** begin EXTRACTED MATERIAL **

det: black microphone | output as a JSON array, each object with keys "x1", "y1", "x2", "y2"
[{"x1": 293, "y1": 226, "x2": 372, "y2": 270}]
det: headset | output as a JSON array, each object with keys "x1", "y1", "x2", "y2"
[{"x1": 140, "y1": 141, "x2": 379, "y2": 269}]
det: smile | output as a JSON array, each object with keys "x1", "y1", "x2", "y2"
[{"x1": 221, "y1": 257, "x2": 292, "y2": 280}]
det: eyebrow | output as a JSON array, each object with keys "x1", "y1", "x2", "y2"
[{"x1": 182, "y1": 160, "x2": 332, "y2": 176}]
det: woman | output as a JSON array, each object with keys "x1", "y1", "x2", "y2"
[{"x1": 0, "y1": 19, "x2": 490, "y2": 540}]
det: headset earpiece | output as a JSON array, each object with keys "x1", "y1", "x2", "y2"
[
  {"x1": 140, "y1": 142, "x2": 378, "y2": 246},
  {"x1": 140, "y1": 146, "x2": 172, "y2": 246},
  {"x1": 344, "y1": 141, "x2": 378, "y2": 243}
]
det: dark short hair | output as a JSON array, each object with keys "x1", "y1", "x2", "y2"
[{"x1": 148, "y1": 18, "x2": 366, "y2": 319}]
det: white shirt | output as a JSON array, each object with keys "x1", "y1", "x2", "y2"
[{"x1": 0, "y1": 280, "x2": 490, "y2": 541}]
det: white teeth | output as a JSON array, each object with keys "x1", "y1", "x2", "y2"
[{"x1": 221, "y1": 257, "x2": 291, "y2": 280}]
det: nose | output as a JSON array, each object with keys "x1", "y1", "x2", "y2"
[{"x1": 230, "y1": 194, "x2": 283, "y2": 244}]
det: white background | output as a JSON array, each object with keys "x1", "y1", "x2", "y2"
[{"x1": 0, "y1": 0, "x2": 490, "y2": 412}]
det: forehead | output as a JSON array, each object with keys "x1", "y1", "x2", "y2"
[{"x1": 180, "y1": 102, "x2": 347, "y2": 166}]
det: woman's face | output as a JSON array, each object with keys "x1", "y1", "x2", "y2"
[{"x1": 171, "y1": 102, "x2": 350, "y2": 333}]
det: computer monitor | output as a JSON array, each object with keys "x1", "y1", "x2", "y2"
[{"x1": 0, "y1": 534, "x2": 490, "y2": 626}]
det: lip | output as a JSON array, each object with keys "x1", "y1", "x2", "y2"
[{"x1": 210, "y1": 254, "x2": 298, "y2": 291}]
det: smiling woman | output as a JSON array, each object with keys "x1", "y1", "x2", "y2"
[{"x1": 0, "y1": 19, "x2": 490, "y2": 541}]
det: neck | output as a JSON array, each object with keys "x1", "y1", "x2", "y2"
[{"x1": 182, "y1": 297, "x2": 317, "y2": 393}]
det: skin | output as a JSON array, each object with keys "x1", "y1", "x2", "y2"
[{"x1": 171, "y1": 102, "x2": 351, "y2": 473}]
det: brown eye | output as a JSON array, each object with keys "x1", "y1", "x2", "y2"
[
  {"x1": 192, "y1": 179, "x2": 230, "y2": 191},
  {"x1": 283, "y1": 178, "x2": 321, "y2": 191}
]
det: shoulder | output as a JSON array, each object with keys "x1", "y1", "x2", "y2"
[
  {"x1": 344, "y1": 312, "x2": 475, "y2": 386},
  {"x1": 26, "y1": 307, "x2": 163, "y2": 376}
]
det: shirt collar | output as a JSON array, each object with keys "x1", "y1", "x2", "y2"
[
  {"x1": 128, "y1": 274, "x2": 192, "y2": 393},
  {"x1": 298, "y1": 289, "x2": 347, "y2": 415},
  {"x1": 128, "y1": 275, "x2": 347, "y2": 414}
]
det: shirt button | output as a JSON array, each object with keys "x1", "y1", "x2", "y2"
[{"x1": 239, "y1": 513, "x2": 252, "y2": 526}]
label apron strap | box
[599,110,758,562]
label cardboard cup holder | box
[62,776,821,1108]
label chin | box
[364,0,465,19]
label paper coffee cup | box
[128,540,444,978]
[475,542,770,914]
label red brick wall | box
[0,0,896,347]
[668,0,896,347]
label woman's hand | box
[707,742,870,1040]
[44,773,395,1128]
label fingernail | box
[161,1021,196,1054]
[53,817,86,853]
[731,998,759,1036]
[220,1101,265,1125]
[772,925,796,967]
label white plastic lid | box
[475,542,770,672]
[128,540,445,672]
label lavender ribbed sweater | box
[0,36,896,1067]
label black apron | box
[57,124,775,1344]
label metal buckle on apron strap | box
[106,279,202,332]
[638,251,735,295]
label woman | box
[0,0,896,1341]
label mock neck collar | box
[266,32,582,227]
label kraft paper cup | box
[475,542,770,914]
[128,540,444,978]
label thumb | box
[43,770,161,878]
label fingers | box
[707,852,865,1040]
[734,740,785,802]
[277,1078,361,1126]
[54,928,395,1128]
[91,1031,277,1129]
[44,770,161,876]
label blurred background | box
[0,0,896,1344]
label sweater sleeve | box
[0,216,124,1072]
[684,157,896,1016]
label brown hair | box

** end EXTRACTED MATERIAL **

▸ AIM OF THE TASK: Rewrite every line from the one containing "label woman's hand | box" through the end of the records, replacing "kraft paper cup" with "paper coffee cup" and leaving everything else unchanged.

▸ OUTPUT FOR THIS TASK:
label woman's hand | box
[707,742,870,1040]
[44,773,395,1128]
label fingernail | box
[161,1021,196,1054]
[53,817,86,853]
[731,998,759,1036]
[220,1101,265,1125]
[772,925,796,967]
label white plastic lid | box
[475,542,770,672]
[128,540,445,672]
label lavender ribbed sweater | box
[0,36,896,1067]
label black apron | box
[57,124,775,1344]
label metal buckle on apron strap | box
[106,279,202,332]
[638,251,735,295]
label woman | box
[0,0,896,1341]
label mock neck collar | box
[266,32,582,227]
label paper coffee cup | box
[475,542,770,914]
[128,540,444,978]
label thumb | box
[43,770,161,878]
label fingers | box
[707,852,865,1040]
[734,740,785,802]
[277,1078,361,1126]
[54,928,395,1128]
[91,1031,277,1129]
[44,770,161,876]
label blurred background | box
[0,0,896,1344]
label sweater sleeve | box
[0,216,124,1072]
[684,157,896,1016]
label brown hair | box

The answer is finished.